• What needs to be done
Substitute "rain gutter" for "downspout" throughout the listing below, and reproduce everything else unchanged.

• Data for this task
+-------+
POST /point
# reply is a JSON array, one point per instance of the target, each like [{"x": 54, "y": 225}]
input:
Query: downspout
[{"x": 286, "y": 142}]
+-------+
• Output of the task
POST /point
# reply is a JSON array, one point per instance of the target, each like [{"x": 54, "y": 225}]
input:
Query: rain gutter
[{"x": 286, "y": 142}]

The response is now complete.